# Given exercise:
How many lines of the data below contain the string "green"? Case counts, so reply with the number alone.

Annotation dataset entries:
════════

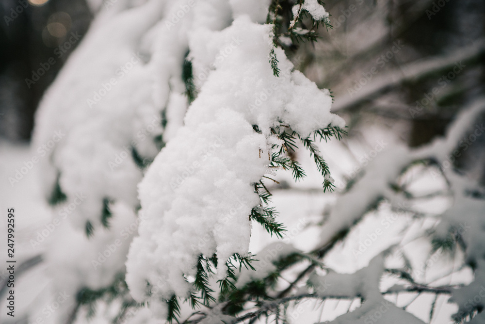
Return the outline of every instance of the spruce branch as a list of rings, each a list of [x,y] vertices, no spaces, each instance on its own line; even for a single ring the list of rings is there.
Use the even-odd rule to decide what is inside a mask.
[[[187,96],[189,104],[190,104],[197,97],[197,89],[194,83],[192,62],[187,59],[186,56],[182,67],[182,80],[185,84],[185,94]]]
[[[178,323],[180,323],[178,322],[178,318],[180,315],[180,307],[178,305],[177,296],[175,295],[172,295],[170,299],[167,300],[166,303],[168,307],[167,321],[169,323],[171,323],[174,320]]]
[[[209,267],[208,262],[208,259],[202,254],[199,256],[199,259],[197,262],[197,273],[195,275],[195,280],[194,282],[194,286],[198,291],[200,292],[201,294],[200,297],[194,297],[195,298],[201,299],[202,304],[205,306],[207,307],[209,306],[211,302],[215,301],[215,298],[211,294],[214,292],[214,291],[209,288],[209,275],[204,264],[205,263]],[[192,297],[193,295],[191,295],[191,297]],[[197,302],[195,301],[195,300],[194,298],[192,298],[191,301],[193,305],[196,304]]]
[[[286,232],[286,229],[283,224],[275,221],[275,215],[276,213],[273,207],[255,207],[251,211],[250,219],[254,219],[261,224],[272,236],[275,234],[277,237],[282,239],[283,232]]]

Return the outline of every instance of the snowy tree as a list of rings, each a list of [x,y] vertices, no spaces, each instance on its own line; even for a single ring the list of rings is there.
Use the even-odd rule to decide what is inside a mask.
[[[431,323],[443,298],[456,323],[485,321],[485,192],[458,165],[484,131],[484,97],[425,145],[378,142],[351,177],[334,180],[340,158],[325,151],[347,135],[331,108],[459,69],[483,42],[383,73],[332,108],[296,68],[332,28],[320,0],[90,5],[36,116],[33,147],[62,138],[40,162],[59,221],[44,258],[53,291],[75,300],[50,323]],[[328,200],[283,222],[291,203],[273,194],[306,178]],[[275,240],[253,255],[262,235]],[[420,298],[427,318],[408,309]]]

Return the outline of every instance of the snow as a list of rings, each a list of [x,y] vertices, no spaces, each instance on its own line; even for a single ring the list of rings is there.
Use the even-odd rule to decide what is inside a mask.
[[[252,184],[268,172],[264,157],[275,140],[271,128],[286,123],[307,137],[330,124],[344,126],[343,119],[330,113],[328,90],[291,72],[279,49],[278,66],[287,72],[280,78],[273,75],[271,36],[270,26],[243,15],[221,31],[198,27],[190,33],[194,74],[209,72],[207,80],[199,78],[200,92],[184,126],[139,186],[146,218],[127,263],[127,282],[136,300],[149,297],[146,283],[160,278],[166,284],[158,297],[187,295],[192,288],[184,275],[194,275],[201,254],[217,253],[219,279],[231,256],[247,255],[248,215],[259,203]],[[254,131],[254,124],[261,134]]]
[[[183,9],[187,9],[183,7],[188,6],[187,2],[177,0],[119,0],[109,8],[100,8],[98,1],[90,3],[100,11],[89,33],[43,100],[32,153],[22,159],[32,155],[40,158],[42,191],[46,195],[52,192],[59,177],[61,189],[67,197],[50,211],[36,200],[36,205],[42,206],[37,209],[41,211],[41,217],[32,227],[32,233],[41,227],[40,223],[58,218],[65,208],[74,206],[37,248],[45,254],[46,272],[55,278],[48,283],[50,295],[47,300],[53,300],[64,290],[72,299],[82,287],[106,287],[115,275],[126,270],[132,296],[149,304],[149,308],[133,309],[127,322],[130,324],[158,323],[156,318],[166,315],[163,299],[174,293],[186,296],[194,288],[186,278],[194,275],[201,254],[217,254],[219,267],[217,277],[211,279],[213,283],[225,276],[225,261],[234,253],[244,256],[256,251],[259,261],[255,261],[254,266],[258,271],[243,270],[237,283],[241,287],[274,271],[273,262],[278,258],[320,247],[336,233],[354,227],[381,198],[393,207],[402,206],[405,201],[403,195],[393,192],[389,184],[414,161],[434,158],[444,165],[469,126],[484,109],[483,99],[480,98],[457,116],[446,139],[413,150],[396,144],[369,161],[367,167],[362,168],[361,178],[336,200],[317,244],[306,237],[320,227],[319,222],[327,198],[319,194],[317,197],[302,200],[308,205],[314,204],[314,208],[296,209],[293,202],[298,201],[298,194],[288,194],[291,198],[286,194],[276,195],[277,207],[288,210],[282,214],[290,231],[284,243],[273,243],[261,249],[263,231],[256,227],[259,225],[252,224],[248,215],[259,203],[252,183],[265,175],[274,175],[266,157],[272,145],[279,140],[272,134],[271,129],[281,123],[290,124],[305,137],[328,125],[344,126],[342,118],[330,112],[332,102],[328,90],[319,89],[302,73],[293,71],[284,52],[277,48],[274,50],[281,76],[274,75],[268,62],[273,46],[272,26],[262,24],[268,14],[269,0],[195,1],[188,10]],[[306,0],[301,8],[297,5],[293,9],[295,15],[304,10],[315,19],[328,18],[328,13],[317,0]],[[182,16],[179,16],[180,12]],[[181,78],[187,52],[198,92],[190,105]],[[100,94],[102,92],[105,94]],[[261,133],[253,130],[252,126],[255,124]],[[166,144],[160,153],[156,141],[159,135]],[[53,146],[43,148],[51,142],[54,143]],[[154,159],[148,169],[136,165],[131,156],[133,149],[146,161]],[[260,157],[260,150],[263,152]],[[324,156],[327,154],[322,150]],[[23,161],[17,162],[21,165]],[[311,172],[308,174],[316,174]],[[467,194],[478,188],[478,183],[455,174],[452,168],[445,168],[443,172],[449,182],[440,178],[434,186],[421,188],[429,185],[431,180],[428,176],[414,183],[409,190],[424,194],[449,185],[450,199],[445,201],[453,200],[453,206],[443,213],[437,226],[428,223],[416,228],[415,224],[411,231],[423,235],[425,230],[431,229],[434,235],[444,237],[450,231],[464,229],[463,257],[476,267],[474,277],[453,291],[450,301],[458,305],[459,313],[484,304],[481,298],[473,304],[469,300],[481,297],[485,285],[485,206],[483,199]],[[275,175],[288,178],[281,173],[278,171]],[[295,187],[304,188],[308,183],[314,186],[311,181],[317,177],[309,178],[314,178]],[[15,187],[24,190],[30,183],[28,181],[16,184]],[[321,180],[316,182],[320,184]],[[7,191],[3,189],[2,192]],[[80,197],[82,198],[78,203]],[[113,202],[109,229],[101,224],[106,198]],[[431,206],[429,210],[435,211],[437,210],[433,205],[442,203],[428,203]],[[2,206],[5,203],[2,201]],[[140,205],[141,210],[137,214]],[[22,206],[20,210],[24,214],[35,210],[24,208]],[[51,220],[47,219],[49,211]],[[307,227],[305,222],[300,227],[299,219],[292,223],[290,219],[299,217],[299,213],[311,214],[311,224]],[[407,217],[404,213],[400,216]],[[366,217],[372,224],[369,215]],[[407,220],[396,222],[396,227],[404,228]],[[362,222],[364,225],[367,221]],[[95,226],[89,239],[84,233],[87,221]],[[291,230],[295,228],[298,240],[293,239]],[[399,234],[389,231],[383,237],[393,236],[397,240],[401,238]],[[355,237],[349,234],[349,237]],[[404,234],[403,237],[409,238]],[[372,318],[382,323],[422,323],[383,297],[379,288],[384,285],[383,274],[388,257],[381,253],[383,245],[373,246],[358,262],[352,259],[346,264],[351,273],[329,270],[324,275],[312,275],[310,280],[321,297],[348,297],[355,306],[356,297],[364,298],[361,305],[331,323],[368,324],[369,321],[375,322]],[[327,256],[326,266],[343,268],[342,262],[335,262],[342,259],[343,255],[338,253],[341,245],[336,245],[337,252]],[[21,256],[27,258],[37,250],[29,249],[29,252]],[[420,261],[418,264],[424,262]],[[436,265],[442,263],[444,261],[440,260]],[[294,274],[294,269],[289,272],[292,271]],[[472,276],[468,273],[469,267],[460,271]],[[451,276],[450,282],[458,282]],[[147,283],[153,288],[152,291],[147,291]],[[302,286],[297,289],[299,292],[306,289]],[[52,320],[63,323],[75,306],[71,302],[63,304]],[[112,317],[116,305],[103,303],[97,304],[99,314],[93,323],[105,323],[107,318]],[[36,307],[39,308],[38,305]],[[479,323],[482,317],[479,315],[473,321]],[[216,307],[205,322],[230,319],[221,315],[220,309]],[[79,321],[80,324],[84,323],[83,319]]]

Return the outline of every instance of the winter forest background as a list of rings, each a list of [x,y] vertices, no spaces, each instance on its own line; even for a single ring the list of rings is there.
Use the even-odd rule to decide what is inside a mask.
[[[483,1],[0,3],[0,323],[485,323]]]

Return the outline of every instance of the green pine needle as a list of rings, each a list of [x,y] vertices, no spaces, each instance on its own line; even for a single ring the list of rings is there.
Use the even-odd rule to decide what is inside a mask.
[[[59,178],[61,177],[60,174],[58,174],[57,178],[56,179],[56,183],[52,190],[52,193],[49,197],[48,202],[51,206],[55,206],[58,204],[64,202],[67,199],[67,196],[62,192],[61,189],[61,185],[59,184]]]
[[[167,321],[169,323],[171,323],[174,320],[178,323],[179,323],[178,318],[180,317],[180,305],[178,305],[178,300],[177,296],[173,295],[170,299],[167,301],[167,305],[168,306]]]
[[[251,218],[262,225],[267,232],[273,236],[283,238],[283,234],[286,231],[282,223],[275,221],[276,211],[274,208],[262,208],[255,207],[251,211]]]

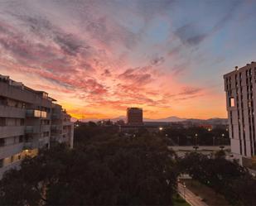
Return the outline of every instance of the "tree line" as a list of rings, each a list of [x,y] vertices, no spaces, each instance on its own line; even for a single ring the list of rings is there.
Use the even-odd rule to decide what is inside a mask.
[[[256,202],[255,179],[223,151],[178,158],[165,136],[123,138],[118,131],[80,125],[74,149],[60,144],[27,157],[0,180],[0,205],[173,205],[183,173],[234,205]]]

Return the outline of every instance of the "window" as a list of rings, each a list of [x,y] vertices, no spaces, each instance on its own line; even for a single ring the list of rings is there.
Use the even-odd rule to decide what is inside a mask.
[[[6,118],[5,117],[0,117],[0,127],[1,126],[6,126]]]
[[[229,106],[231,108],[234,107],[234,98],[229,98]]]
[[[23,136],[22,135],[21,135],[20,137],[19,137],[19,142],[21,143],[21,142],[23,142]]]
[[[5,146],[5,139],[2,138],[0,139],[0,146]]]

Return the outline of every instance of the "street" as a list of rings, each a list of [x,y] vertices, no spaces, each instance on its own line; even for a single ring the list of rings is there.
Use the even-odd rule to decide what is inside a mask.
[[[208,206],[200,197],[196,196],[181,183],[178,183],[178,193],[191,206]]]

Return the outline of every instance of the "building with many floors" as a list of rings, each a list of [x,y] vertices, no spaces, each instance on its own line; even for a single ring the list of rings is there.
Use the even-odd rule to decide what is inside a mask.
[[[256,63],[224,75],[231,152],[243,165],[255,165]]]
[[[70,116],[46,92],[0,75],[0,179],[26,156],[55,142],[73,146]]]
[[[127,108],[127,124],[139,126],[143,124],[143,111],[139,108]]]

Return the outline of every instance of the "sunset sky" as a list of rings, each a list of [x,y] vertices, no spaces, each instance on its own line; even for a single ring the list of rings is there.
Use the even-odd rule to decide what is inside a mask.
[[[223,74],[253,60],[254,0],[0,0],[0,74],[77,118],[225,117]]]

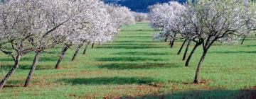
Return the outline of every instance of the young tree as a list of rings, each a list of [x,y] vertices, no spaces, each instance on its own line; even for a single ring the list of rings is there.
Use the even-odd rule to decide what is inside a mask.
[[[194,11],[193,19],[194,25],[200,28],[197,37],[202,41],[203,54],[198,63],[194,83],[200,81],[200,71],[207,52],[218,40],[241,33],[246,27],[246,13],[248,1],[201,0],[190,4],[187,8]],[[196,23],[195,23],[196,22]]]
[[[176,1],[156,4],[151,7],[149,13],[151,24],[153,28],[163,29],[161,37],[165,40],[170,39],[170,47],[173,47],[179,30],[178,17],[183,12],[185,6]]]
[[[28,86],[36,70],[37,63],[40,58],[41,52],[46,49],[53,47],[62,43],[63,34],[60,28],[68,23],[70,15],[68,2],[65,1],[43,0],[28,1],[30,4],[29,15],[31,18],[30,30],[33,36],[29,38],[29,42],[34,47],[35,57],[31,69],[26,80],[24,86]]]
[[[14,64],[0,82],[0,90],[18,67],[21,57],[34,50],[29,42],[33,36],[30,30],[28,1],[10,0],[0,3],[0,50],[9,54]]]

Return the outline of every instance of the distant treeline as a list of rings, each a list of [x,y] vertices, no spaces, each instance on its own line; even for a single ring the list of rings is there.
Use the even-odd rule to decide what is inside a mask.
[[[117,0],[118,1],[118,0]],[[137,12],[148,12],[148,6],[157,3],[169,2],[174,0],[105,0],[106,3],[114,3],[125,6],[131,8],[133,11]],[[176,0],[179,2],[185,2],[186,0]]]

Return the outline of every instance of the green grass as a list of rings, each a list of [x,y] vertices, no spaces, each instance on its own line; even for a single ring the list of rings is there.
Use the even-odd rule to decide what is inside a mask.
[[[201,70],[204,83],[193,84],[201,47],[189,67],[177,55],[182,41],[169,48],[168,42],[153,41],[147,23],[124,26],[112,42],[82,50],[71,62],[69,50],[55,70],[61,47],[47,50],[41,57],[30,87],[23,84],[33,53],[24,56],[20,67],[0,91],[0,98],[253,98],[256,86],[256,40],[245,45],[210,48]],[[0,76],[11,69],[11,57],[0,53]],[[250,90],[251,89],[251,90]]]

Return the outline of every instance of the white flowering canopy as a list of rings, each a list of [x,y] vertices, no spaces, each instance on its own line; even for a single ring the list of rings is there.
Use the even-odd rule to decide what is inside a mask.
[[[174,37],[177,33],[179,33],[180,27],[182,26],[181,16],[185,9],[186,7],[177,1],[151,6],[149,13],[151,25],[153,28],[162,29],[161,33],[154,35],[154,38]]]

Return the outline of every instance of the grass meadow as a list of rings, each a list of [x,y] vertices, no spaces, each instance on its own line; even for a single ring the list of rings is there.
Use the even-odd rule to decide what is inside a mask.
[[[242,45],[215,44],[203,64],[203,83],[193,84],[201,47],[185,67],[176,54],[182,40],[171,49],[153,40],[156,32],[146,22],[123,26],[112,42],[95,45],[86,55],[81,50],[74,62],[74,48],[69,50],[58,70],[54,67],[62,47],[48,50],[24,88],[34,55],[28,54],[0,98],[256,98],[256,37]],[[1,79],[14,62],[0,56]]]

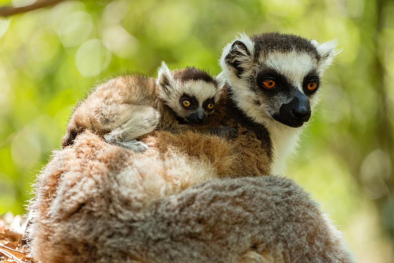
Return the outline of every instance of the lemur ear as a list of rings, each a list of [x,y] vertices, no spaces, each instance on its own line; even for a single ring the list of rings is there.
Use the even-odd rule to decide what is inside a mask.
[[[172,82],[173,76],[171,71],[165,62],[162,61],[158,72],[157,85],[161,91],[167,92],[171,87]]]
[[[253,44],[250,38],[244,34],[240,34],[237,40],[225,48],[223,60],[228,66],[234,68],[239,77],[245,71],[246,64],[250,62],[253,50]]]
[[[319,44],[316,40],[311,41],[320,56],[321,66],[324,69],[330,65],[334,61],[334,58],[341,50],[336,49],[338,45],[336,39]]]

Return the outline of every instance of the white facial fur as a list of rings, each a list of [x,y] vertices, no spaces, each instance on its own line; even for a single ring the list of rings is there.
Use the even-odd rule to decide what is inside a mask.
[[[157,84],[161,98],[181,117],[184,117],[188,112],[180,102],[180,99],[184,94],[195,98],[199,108],[202,108],[203,104],[211,98],[214,98],[214,102],[217,102],[220,96],[217,86],[212,82],[203,80],[185,81],[177,79],[164,62],[159,69]]]
[[[233,61],[236,60],[239,66],[242,68],[243,71],[240,74],[226,61],[233,43],[237,40],[243,43],[247,49],[245,51],[244,47],[240,46],[238,48],[235,46],[239,54],[236,58],[230,57]],[[303,93],[303,82],[307,74],[314,70],[317,75],[321,76],[338,54],[334,49],[336,46],[335,40],[322,44],[316,41],[310,42],[321,58],[320,60],[308,52],[294,50],[261,52],[258,57],[256,58],[252,39],[241,34],[234,41],[226,46],[220,60],[223,73],[231,87],[233,99],[238,106],[251,119],[264,125],[268,130],[275,157],[273,167],[275,174],[283,172],[286,160],[296,147],[302,127],[291,128],[274,119],[272,116],[278,112],[282,104],[288,102],[288,98],[279,96],[274,98],[275,101],[273,101],[272,97],[267,97],[266,93],[262,92],[260,87],[256,87],[255,80],[262,67],[269,68],[283,75],[289,84]],[[318,91],[309,97],[313,103],[317,103],[318,101],[316,93]]]

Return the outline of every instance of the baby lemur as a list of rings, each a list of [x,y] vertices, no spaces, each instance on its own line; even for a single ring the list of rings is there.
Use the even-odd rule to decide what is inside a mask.
[[[63,147],[89,129],[110,143],[136,151],[147,146],[136,140],[155,128],[179,123],[201,124],[215,110],[217,81],[194,67],[170,71],[162,62],[156,80],[119,76],[99,86],[75,109],[63,137]]]

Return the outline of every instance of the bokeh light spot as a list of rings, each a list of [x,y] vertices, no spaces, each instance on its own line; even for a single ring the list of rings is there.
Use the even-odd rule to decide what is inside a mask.
[[[98,39],[85,42],[78,48],[75,55],[75,63],[82,76],[97,75],[108,66],[111,61],[111,52]]]

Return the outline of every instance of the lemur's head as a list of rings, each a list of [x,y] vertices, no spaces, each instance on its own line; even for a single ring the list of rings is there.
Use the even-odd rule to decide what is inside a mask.
[[[193,124],[206,120],[220,95],[217,82],[205,71],[194,67],[170,71],[164,62],[159,69],[157,84],[165,104]]]
[[[233,99],[248,117],[299,127],[310,117],[310,103],[318,100],[320,79],[336,46],[278,33],[240,34],[225,47],[220,64]]]

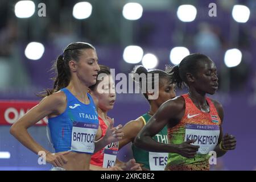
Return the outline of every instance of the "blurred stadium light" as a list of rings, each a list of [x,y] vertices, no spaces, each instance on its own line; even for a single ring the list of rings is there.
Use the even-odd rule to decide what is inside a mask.
[[[123,51],[123,58],[127,63],[136,64],[141,62],[143,56],[143,50],[137,46],[129,46]]]
[[[44,52],[44,46],[39,42],[31,42],[25,49],[25,56],[29,59],[36,60],[42,57]]]
[[[234,5],[232,10],[232,16],[238,23],[246,23],[250,17],[250,9],[246,6]]]
[[[89,18],[92,14],[92,6],[88,2],[80,2],[75,5],[73,16],[75,18],[82,19]]]
[[[135,20],[141,18],[143,11],[143,9],[140,4],[130,2],[123,6],[123,16],[127,19]]]
[[[35,3],[32,1],[20,1],[16,3],[14,12],[18,18],[29,18],[35,13]]]
[[[152,53],[147,53],[142,58],[142,65],[147,69],[155,68],[158,64],[158,58]]]
[[[171,62],[177,65],[180,64],[182,59],[189,54],[189,51],[184,47],[175,47],[173,48],[170,53]]]
[[[226,51],[224,63],[228,68],[234,67],[239,65],[242,60],[242,52],[240,50],[234,48]]]
[[[196,16],[196,8],[190,5],[184,5],[179,6],[177,16],[179,19],[184,22],[193,22]]]

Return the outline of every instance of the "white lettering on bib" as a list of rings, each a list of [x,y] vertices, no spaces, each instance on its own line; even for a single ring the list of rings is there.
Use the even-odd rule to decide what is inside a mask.
[[[97,130],[97,125],[73,122],[71,136],[71,150],[93,154]]]
[[[168,160],[168,153],[148,152],[151,171],[163,171]]]
[[[113,167],[115,164],[117,154],[118,154],[118,142],[106,146],[104,149],[102,167],[108,168]]]
[[[188,124],[186,125],[184,140],[196,140],[192,144],[200,146],[197,153],[207,154],[214,150],[218,143],[219,135],[218,125]]]

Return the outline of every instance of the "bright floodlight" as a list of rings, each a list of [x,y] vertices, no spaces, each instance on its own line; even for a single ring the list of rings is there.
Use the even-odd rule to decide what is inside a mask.
[[[142,58],[142,65],[147,69],[154,68],[158,64],[157,57],[152,53],[147,53]]]
[[[29,18],[35,13],[35,3],[32,1],[20,1],[16,3],[14,12],[18,18]]]
[[[136,64],[141,62],[143,56],[143,50],[137,46],[129,46],[123,51],[123,58],[125,62]]]
[[[129,2],[123,6],[123,16],[126,19],[134,20],[141,18],[143,9],[142,6],[135,2]]]
[[[196,8],[192,5],[181,5],[177,9],[177,16],[182,22],[192,22],[196,18]]]
[[[225,53],[225,64],[229,68],[237,66],[240,64],[241,60],[242,52],[238,49],[229,49]]]
[[[39,42],[31,42],[25,49],[26,57],[34,60],[40,59],[44,52],[44,47]]]
[[[171,49],[170,53],[170,60],[172,64],[180,64],[182,59],[189,55],[189,51],[184,47],[175,47]]]
[[[246,22],[250,16],[250,9],[243,5],[234,5],[232,10],[232,16],[239,23]]]
[[[79,2],[73,8],[73,16],[79,19],[85,19],[90,16],[92,10],[92,5],[89,2]]]
[[[10,159],[10,157],[9,152],[0,152],[0,159]]]

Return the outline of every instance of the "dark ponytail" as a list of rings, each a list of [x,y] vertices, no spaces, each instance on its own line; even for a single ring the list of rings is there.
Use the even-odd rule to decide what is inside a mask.
[[[78,62],[82,51],[85,49],[96,50],[92,44],[84,42],[75,42],[69,44],[64,49],[63,53],[58,56],[51,71],[54,70],[56,76],[51,78],[53,80],[53,88],[46,89],[44,92],[37,94],[40,97],[44,97],[58,92],[61,89],[67,87],[71,79],[71,74],[69,66],[71,60]]]
[[[182,88],[185,84],[188,86],[187,73],[191,73],[194,76],[199,72],[199,64],[201,62],[210,59],[205,55],[195,53],[187,56],[180,63],[174,67],[168,67],[166,71],[171,75],[172,84],[176,84],[179,88]]]
[[[180,76],[179,65],[168,67],[166,71],[171,76],[171,83],[175,84],[177,88],[181,89],[184,82]]]

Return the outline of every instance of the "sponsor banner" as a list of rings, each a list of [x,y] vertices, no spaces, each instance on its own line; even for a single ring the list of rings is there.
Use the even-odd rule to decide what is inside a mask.
[[[36,105],[38,101],[0,101],[0,125],[11,125]],[[48,119],[45,117],[35,126],[46,126]]]

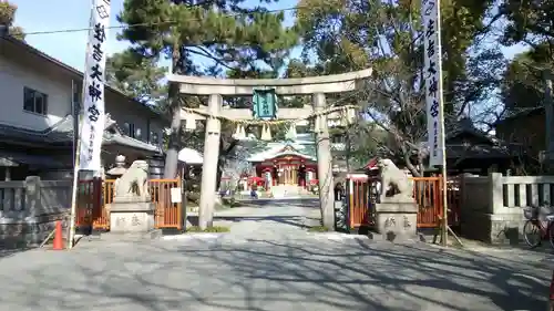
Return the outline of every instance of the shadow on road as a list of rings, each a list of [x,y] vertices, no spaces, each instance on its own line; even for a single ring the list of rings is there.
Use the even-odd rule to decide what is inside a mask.
[[[533,262],[361,240],[122,243],[7,265],[0,307],[18,310],[543,310],[548,279]]]
[[[193,226],[198,226],[198,216],[189,216],[188,222]],[[228,221],[228,222],[242,222],[242,221],[270,221],[277,222],[281,225],[288,225],[298,228],[306,228],[305,217],[302,216],[215,216],[214,224],[218,221]]]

════════

# Complete output:
2